What the task requires →
Pull out every line of the records below that contains the string "Each", matching case exactly.

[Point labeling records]
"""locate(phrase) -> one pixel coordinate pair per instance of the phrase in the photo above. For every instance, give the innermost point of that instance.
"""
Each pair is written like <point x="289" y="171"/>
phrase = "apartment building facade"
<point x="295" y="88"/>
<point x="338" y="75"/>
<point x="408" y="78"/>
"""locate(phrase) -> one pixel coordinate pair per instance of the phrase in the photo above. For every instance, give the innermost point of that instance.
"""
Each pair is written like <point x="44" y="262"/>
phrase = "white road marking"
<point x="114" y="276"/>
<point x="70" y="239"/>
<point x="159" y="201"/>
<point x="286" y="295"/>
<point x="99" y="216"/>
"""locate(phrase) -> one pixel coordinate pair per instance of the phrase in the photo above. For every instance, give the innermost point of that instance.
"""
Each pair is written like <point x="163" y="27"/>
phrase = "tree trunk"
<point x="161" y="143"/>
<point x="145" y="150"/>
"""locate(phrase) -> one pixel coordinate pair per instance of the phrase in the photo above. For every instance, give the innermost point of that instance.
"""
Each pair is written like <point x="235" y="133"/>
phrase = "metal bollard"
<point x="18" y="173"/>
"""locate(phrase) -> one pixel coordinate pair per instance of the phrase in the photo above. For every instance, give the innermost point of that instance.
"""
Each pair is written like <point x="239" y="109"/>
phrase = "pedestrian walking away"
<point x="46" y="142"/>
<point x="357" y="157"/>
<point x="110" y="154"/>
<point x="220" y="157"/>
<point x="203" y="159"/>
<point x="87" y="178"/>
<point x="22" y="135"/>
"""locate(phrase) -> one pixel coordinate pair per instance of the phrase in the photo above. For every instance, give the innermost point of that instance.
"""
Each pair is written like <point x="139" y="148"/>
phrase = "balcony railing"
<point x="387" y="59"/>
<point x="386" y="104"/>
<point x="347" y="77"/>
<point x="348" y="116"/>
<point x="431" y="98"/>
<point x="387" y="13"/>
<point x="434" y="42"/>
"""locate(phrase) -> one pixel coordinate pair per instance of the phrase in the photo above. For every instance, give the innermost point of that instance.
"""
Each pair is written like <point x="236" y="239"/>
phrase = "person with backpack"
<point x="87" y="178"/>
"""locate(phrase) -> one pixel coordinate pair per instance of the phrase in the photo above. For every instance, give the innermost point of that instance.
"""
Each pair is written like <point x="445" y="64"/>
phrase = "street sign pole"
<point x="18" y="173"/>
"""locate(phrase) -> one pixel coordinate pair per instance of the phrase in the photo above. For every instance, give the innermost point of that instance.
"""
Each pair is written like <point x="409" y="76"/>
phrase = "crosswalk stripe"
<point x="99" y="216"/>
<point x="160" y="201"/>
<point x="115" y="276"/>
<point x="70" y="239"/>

Response to the task →
Each pair is written like <point x="289" y="171"/>
Each pair is written like <point x="44" y="262"/>
Each pair is written like <point x="163" y="27"/>
Each pair is written like <point x="235" y="133"/>
Each pair is written like <point x="239" y="109"/>
Each pair is written like <point x="139" y="148"/>
Each pair is written like <point x="236" y="239"/>
Each pair is written like <point x="445" y="64"/>
Each pair is written like <point x="409" y="76"/>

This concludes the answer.